▶ _Problem description_: Copy out every line of the data that has the word "below" somewhere in it.

▶ _Data section_:
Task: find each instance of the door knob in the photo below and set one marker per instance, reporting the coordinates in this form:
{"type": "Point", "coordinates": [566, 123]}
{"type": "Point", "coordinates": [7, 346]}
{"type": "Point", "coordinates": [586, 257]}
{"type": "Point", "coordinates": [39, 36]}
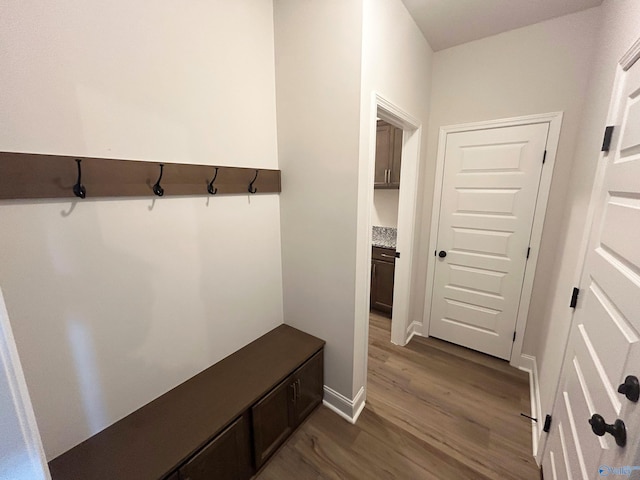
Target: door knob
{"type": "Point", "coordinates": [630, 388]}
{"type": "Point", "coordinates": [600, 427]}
---
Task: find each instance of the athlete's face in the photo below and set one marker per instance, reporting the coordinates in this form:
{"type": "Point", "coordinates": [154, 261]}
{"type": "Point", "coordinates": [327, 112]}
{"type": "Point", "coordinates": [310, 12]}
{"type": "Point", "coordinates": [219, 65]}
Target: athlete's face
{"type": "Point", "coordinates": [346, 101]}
---
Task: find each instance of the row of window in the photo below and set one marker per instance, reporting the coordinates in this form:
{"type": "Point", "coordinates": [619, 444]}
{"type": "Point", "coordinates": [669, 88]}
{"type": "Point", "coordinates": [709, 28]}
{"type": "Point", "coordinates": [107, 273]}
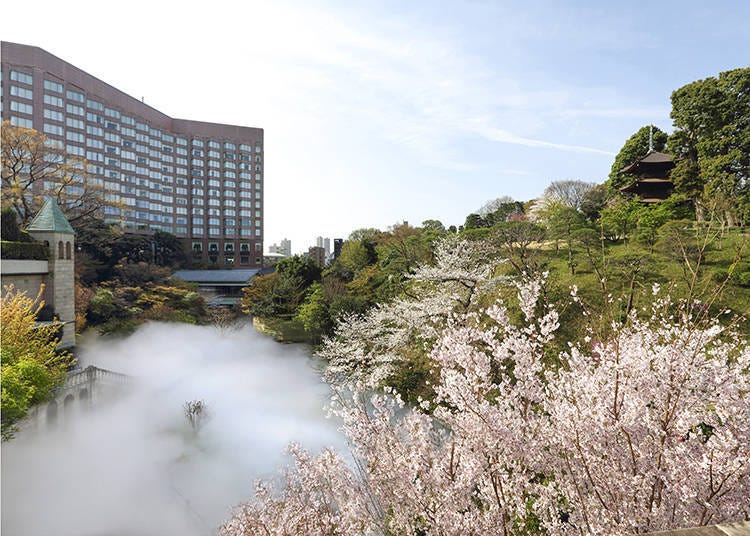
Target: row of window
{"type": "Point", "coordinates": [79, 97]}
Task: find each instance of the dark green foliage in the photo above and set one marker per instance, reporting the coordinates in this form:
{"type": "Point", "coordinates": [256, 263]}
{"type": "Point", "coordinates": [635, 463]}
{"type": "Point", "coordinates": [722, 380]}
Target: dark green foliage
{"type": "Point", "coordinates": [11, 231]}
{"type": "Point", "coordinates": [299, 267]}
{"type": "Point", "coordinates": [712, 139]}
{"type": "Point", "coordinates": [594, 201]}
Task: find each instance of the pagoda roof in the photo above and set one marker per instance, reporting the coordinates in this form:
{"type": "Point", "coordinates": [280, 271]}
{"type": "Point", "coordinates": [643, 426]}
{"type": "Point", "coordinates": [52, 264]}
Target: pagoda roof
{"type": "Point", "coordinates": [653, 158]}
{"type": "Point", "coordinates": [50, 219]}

▶ _Written reply_:
Task: find each instance of the door knob in the photo below and set one marker per instance, reporting the coordinates in this form:
Task: find each instance of the athlete's face in the photo below and set one marker per instance, reporting the coordinates in this form:
Task: find each instance of the row of window in the photo below and set one marker per instance, reporting the coordinates in this form:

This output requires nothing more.